▶ STATED TASK 1: Find every line in the dataset entries below that contains the string "orange", matching case exactly, and copy each such line.

-- Start SELECTED EXTRACT --

Amarillo, TX: 99° (old April record 98° on 4/22/1989 and 4/22/1965)
Lubbock, TX: 101° (old April record 100° on 4/16/1925 and /22/1989)
Dalhart, TX: 96° (old April record 94° on 4/22/1989)
Borger, TX: 99° (tied April record set on 4/22/1965)
Midland, TX: 104° (old April record 101° on 4/21/1989)
Abilene, TX: 104° (old April record 102° on 4/16/1925)
Childress, TX: 106° (old April record 102° on three occasions, most recently on 4/3/2011)

According to wunderground's weather historian Christopher C. Burt, both Texas and Oklahoma came within 2°F of their all-time April state high temperature record yesterday. Altus, Oklahoma hit 104°, falling 2° short of the April state record of 106° set at the Magnum Research Station in 1972. In the Texas Mesonet, it hit 111° at Knox City 3NW, which is just 2° short of the Texas April state record of 113° set at Catarina in 1984. According to Mr. Burt, What is amazing is that Knox City is in the north-central part of the state, not down in the Rio Grande region like Catarina. The 111° would probably be pretty close to whatever the all-time hottest temp for ANY month might be in that location (probably around 115°). On Sunday this week, Nevada just missed setting their April state high temperature record, when the mercury hit 105° in Laughlin (April state record: 106° in 1989.)


Figure 1. At least 36 of the roughly 400 major U.S. cities that maintain automated weather sensors at their local airports (8%) have set or tied all-time April high temperature records so far this month. The records set yesterday in Texas are not yet in the database, and are not included on this map. Image taken from our new Record Extremes page.

-- End SELECTED EXTRACT --
-- Start RECORD LIST --

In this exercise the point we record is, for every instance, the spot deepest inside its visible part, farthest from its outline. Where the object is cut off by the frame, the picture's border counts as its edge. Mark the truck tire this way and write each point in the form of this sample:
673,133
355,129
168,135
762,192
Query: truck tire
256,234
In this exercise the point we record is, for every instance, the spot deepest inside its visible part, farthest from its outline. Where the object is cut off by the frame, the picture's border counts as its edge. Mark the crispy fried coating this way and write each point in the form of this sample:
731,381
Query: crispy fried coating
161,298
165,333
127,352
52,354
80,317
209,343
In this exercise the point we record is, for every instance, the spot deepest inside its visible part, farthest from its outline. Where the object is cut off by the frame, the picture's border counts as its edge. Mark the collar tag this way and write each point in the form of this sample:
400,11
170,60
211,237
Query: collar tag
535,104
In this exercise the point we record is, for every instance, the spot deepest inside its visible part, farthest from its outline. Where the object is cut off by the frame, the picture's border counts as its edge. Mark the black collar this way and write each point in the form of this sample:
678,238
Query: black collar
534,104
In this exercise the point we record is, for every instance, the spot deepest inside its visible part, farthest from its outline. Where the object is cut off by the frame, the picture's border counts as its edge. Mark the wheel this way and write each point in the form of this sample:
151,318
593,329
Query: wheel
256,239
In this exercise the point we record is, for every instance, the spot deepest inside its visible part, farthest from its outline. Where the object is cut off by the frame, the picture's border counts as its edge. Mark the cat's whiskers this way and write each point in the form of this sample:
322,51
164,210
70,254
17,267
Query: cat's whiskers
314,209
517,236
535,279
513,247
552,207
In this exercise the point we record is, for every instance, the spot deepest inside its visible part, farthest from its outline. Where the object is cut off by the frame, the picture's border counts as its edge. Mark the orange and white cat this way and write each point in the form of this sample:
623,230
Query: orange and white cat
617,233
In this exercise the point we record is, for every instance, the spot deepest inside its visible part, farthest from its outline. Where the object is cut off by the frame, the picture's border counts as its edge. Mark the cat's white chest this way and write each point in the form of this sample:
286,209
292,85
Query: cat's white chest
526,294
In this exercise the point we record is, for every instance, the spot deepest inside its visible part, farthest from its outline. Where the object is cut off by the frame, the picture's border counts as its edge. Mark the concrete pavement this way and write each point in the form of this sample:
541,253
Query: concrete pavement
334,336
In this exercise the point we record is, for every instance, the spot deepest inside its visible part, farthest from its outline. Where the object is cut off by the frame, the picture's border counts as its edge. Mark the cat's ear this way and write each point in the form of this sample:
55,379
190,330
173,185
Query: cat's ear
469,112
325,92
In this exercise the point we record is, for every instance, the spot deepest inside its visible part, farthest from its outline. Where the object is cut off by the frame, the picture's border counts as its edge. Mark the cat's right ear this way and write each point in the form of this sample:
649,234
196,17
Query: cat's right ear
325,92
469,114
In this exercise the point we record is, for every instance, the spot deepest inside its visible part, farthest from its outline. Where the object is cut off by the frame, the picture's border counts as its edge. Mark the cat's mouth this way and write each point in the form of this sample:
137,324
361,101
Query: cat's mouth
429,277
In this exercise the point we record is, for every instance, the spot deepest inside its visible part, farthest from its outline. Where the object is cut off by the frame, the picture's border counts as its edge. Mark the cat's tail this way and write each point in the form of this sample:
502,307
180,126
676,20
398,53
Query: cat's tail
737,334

-- End RECORD LIST --
-- Start RECORD LIST --

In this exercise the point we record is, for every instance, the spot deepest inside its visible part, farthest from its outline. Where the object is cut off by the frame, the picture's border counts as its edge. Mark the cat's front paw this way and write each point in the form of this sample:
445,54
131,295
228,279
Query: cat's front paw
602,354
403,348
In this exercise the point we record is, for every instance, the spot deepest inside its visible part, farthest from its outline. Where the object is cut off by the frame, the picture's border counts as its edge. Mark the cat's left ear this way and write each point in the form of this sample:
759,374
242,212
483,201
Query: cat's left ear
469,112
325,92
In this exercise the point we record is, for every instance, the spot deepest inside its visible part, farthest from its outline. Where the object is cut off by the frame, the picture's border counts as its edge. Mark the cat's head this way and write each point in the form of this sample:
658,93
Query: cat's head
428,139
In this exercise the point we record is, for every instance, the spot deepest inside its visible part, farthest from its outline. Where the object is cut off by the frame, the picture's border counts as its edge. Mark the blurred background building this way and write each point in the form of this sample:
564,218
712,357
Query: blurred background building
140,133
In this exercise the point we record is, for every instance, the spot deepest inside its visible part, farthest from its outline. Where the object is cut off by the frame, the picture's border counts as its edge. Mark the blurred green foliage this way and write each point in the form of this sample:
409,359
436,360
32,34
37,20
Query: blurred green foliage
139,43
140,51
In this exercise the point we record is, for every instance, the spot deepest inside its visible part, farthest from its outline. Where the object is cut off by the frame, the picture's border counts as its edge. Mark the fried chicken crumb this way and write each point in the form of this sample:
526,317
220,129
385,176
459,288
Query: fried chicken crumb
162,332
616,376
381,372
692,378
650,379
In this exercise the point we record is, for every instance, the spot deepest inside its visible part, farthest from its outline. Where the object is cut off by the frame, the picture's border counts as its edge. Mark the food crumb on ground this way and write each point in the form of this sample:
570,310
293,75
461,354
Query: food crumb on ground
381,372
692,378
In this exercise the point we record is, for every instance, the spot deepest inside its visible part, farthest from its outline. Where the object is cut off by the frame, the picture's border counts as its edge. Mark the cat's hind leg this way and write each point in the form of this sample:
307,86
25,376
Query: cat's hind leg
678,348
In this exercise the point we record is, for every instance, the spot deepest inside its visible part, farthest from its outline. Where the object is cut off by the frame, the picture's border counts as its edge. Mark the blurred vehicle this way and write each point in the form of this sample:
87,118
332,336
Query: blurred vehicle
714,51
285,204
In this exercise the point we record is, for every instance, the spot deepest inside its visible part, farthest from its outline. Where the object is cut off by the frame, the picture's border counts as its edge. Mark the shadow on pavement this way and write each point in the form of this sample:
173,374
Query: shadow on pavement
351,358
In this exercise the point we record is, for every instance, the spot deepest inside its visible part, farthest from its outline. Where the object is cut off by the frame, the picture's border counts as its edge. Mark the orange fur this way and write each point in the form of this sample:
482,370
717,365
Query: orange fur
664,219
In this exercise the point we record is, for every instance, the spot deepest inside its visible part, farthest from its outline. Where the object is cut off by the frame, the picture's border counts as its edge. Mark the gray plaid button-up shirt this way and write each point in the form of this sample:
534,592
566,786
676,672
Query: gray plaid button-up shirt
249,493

-- End RECORD LIST --
-- Start RECORD LIST --

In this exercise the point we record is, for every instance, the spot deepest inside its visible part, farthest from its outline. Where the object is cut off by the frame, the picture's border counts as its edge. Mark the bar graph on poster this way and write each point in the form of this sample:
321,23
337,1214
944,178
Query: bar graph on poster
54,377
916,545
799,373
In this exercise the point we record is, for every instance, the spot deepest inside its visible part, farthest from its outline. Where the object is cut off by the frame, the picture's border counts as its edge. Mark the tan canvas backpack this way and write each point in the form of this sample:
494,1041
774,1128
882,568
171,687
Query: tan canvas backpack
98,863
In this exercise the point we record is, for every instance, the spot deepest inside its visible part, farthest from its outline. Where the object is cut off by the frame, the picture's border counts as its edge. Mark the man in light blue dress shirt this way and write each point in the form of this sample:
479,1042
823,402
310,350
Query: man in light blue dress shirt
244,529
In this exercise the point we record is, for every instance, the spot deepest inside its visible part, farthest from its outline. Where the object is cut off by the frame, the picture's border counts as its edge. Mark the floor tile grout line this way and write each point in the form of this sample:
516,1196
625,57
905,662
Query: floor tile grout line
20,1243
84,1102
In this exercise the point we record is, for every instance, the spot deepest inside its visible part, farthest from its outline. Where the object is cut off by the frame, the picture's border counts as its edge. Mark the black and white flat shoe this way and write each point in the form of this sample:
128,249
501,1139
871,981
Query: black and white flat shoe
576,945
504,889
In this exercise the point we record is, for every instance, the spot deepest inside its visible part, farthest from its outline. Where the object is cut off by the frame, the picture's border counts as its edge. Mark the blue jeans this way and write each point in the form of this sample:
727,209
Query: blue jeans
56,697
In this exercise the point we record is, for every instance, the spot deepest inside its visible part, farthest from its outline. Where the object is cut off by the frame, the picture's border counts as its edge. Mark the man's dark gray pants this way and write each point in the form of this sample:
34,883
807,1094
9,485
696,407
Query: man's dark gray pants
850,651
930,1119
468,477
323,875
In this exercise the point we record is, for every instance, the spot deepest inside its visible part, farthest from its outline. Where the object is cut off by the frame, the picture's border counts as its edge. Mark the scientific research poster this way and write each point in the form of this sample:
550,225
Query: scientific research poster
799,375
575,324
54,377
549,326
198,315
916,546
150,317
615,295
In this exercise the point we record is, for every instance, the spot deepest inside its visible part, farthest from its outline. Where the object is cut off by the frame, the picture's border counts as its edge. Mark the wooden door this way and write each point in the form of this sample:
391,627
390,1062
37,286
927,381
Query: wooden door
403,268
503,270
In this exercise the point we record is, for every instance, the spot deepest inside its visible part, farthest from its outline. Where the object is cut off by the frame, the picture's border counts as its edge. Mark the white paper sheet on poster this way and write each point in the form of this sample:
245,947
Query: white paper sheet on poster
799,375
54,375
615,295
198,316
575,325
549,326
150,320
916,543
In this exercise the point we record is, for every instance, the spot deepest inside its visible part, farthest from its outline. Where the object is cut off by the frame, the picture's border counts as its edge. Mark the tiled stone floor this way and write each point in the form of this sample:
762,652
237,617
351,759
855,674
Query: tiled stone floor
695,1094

-- End RECORD LIST --

▶ STATED TASK 2: Extend the passage on record April heat in Texas by writing the part that follows its final sentence.

▶ TASK RESULT 1:
In this exercise the point we record is, for every instance, the spot deepest inside its visible part, farthest from its outline. Where the object is cut off by the frame, the picture's border counts as its edge. Mark the orange and white cat this way and write each point in the form of this sample:
Query: orange and white cat
In this exercise the point we record is, for every instance, the spot deepest inside its visible part, farthest from its outline. Where the object is cut off by the frame, the picture's border counts as its edge. Mark the orange fur this way and write each point in the form of this sample:
Query: orange fur

▶ TASK RESULT 2:
Earlier this week, all-time record April heat hit large portions of Arizona, California, Nevada, Utah, Colorado, and Wyoming. At least 36 of the roughly 400 major U.S. cities that maintain automated weather sensors at their local airports (8%) have set or tied all-time April high temperature records so far this month; no all-time April cold records have been set. The U.S. has been on an extraordinary pace of setting high temperature records so far in 2012. During March 2012, an astonishing 32% of all the major airports in the U.S. set all-time March high temperature records. For the year-to-date, there have been 184 new all-time monthly high temperature records set at the major airports, and 6 all-time monthly low temperature records. Not surprisingly, the period January - March this year has been the warmest such period in the U.S. since record keeping began in 1895.



Figure 2. Total precipitable water (in mm) for this morning shows a surge of moisture moving westwards though the Caribbean. Precipitable water values in excess of 51 mm (2 inches, orange colors) are capable of generating heavy flooding rains. Image credit: University of Wisconsin CIMSS.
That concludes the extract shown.